__EXERCISE BRIEF__. With the line containing "bokeh light circle." as the starting point, write out each line exactly through the final line of the listing, both ends included.

####

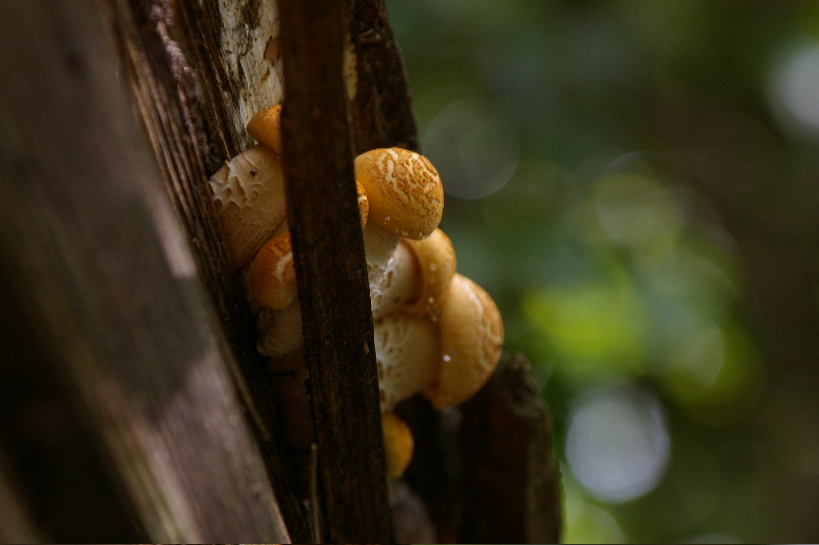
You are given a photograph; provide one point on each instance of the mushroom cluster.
(436, 332)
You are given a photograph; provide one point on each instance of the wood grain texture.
(331, 272)
(109, 282)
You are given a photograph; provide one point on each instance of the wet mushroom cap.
(471, 341)
(404, 189)
(398, 444)
(265, 127)
(407, 355)
(270, 280)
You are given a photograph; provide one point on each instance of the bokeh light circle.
(617, 443)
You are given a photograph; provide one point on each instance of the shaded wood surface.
(331, 272)
(485, 470)
(110, 289)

####

__TASK RESPONSE__.
You are given a photograph; provide one point on each instance of the bokeh light circle.
(617, 443)
You are given a photograph; provide one point on each instance of the shaded wood surface.
(331, 272)
(485, 470)
(110, 289)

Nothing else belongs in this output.